• [Given text]:
Muhammadi was one of 64 young Afghan women who had previously been at the AUW who were able to enroll at ASU. The group arrived in Tempe in December 2021. ASU officially cosponsored the students alongside the International Rescue Committee (IRC) and a local organization, Welcome to America. Arizona State also partnered with local nongovernmental organizations and volunteer groups, which donated clothing and household goods. Brown University, Cornell University, the University of Delaware, DePaul University, Georgia State University, the University of North Texas, the University of Wisconsin-Milwaukee, and the University of West Virginia enrolled the other AUW refugee students.
ASU was able to host the largest group of Afghan students because ASU President Michael Crow supported the Afghan Women’s Education Project from its inception, says Pamela DeLargy, executive director of the Education for Humanity (E4H) program and a professor of practice in global studies. Crow’s early support also helped mobilize the rest of the campus community.
Creating Local and National Partnerships
“This was the first cosponsorship between a higher education institution and a resettlement agency,” DeLargy says. “We worked for many months ahead of time to coordinate how we were going to handle things like health care and getting Social Security numbers.”
ASU was well positioned to develop the Afghan Women's Education Project, building on the work the university had already been doing through E4H. Since 2017, the program has supported more than 5,700 learners in 15 countries, mainly in Africa and the Middle East. Previously, E4H focused primarily on serving refugees abroad by offering blended learning opportunities in collaboration with partners such as the United Nations’ refugee agency—UNHCR—and the Norwegian Refugee Council.
Two years prior to the arrival of the Afghan students in 2021, ASU launched a concerted effort to make its campuses more “refugee friendly.” This effort grew out of the desire to better serve the resettled refugee communities in Arizona and to sensitize a wider community of ASU faculty, staff, and students about forced migration and the educational challenges faced by refugees.
ASU had also started working with resettlement agencies during the pandemic when the university began offering online English classes to local refugee communities. The university reached out to the IRC about cosponsoring the Afghan students when it knew they were coming to campus.
“We already had some experience with trying to think about what kind of special services needed to be arranged for those coming from this background,” DeLargy says. “This was kind of a shock to the system, but [it] also helped us in many ways to build out the system so we can be more supportive of those others who are coming. We had Ukrainian students who were already at ASU who became refugees. We also have large Congolese, Sudanese, Somali, Iraqi, and Syrian communities in Phoenix.”
Hosting refugee students is different from serving the general international student population, DeLargy says. “The difference is that the students are with us 24/7, 365 days a year,” she says. “Most universities have moved away from in loco parentis status. But with this population of students, you actually become responsible if somebody gets hurt or sick. They don't have parents or family in the country.” The university becomes the students’ local support system, she adds.

• [The data]:
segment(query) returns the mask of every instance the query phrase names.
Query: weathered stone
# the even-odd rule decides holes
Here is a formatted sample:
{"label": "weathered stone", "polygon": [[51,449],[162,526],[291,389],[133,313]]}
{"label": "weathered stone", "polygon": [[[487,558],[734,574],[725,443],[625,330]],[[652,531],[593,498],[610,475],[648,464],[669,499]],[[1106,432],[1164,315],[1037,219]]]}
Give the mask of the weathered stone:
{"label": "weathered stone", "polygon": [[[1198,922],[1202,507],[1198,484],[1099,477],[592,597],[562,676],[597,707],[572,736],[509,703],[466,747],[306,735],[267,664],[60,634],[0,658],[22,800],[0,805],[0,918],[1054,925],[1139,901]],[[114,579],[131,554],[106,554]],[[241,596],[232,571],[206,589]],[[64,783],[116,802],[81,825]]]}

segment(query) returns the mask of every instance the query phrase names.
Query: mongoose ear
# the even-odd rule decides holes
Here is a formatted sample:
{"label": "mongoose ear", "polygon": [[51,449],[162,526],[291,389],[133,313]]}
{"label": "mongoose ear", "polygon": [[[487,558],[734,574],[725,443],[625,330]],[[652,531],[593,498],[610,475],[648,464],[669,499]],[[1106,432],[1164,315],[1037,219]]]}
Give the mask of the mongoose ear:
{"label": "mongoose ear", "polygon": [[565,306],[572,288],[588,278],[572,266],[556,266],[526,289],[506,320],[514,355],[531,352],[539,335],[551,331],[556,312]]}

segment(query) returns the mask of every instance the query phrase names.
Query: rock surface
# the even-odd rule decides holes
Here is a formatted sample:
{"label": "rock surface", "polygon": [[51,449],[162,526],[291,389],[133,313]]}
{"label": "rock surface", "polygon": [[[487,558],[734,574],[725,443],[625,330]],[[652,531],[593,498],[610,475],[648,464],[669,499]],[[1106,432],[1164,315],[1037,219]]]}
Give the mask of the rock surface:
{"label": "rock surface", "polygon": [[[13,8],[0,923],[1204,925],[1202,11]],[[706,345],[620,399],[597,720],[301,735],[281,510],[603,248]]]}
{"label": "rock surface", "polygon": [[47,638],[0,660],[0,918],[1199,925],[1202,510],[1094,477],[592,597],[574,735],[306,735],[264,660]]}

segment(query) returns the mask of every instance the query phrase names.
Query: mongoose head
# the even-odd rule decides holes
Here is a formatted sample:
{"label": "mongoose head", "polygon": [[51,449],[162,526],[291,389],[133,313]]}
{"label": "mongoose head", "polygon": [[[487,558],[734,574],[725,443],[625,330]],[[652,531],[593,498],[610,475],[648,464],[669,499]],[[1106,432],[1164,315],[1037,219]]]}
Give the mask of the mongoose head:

• [Exercise details]: From the article on Afghan students at ASU, name every university other than ASU that enrolled the rest of the AUW refugee students.

• [Output of the exercise]: Brown University, Cornell University, the University of Delaware, DePaul University, Georgia State University, the University of North Texas, the University of Wisconsin-Milwaukee, and the University of West Virginia.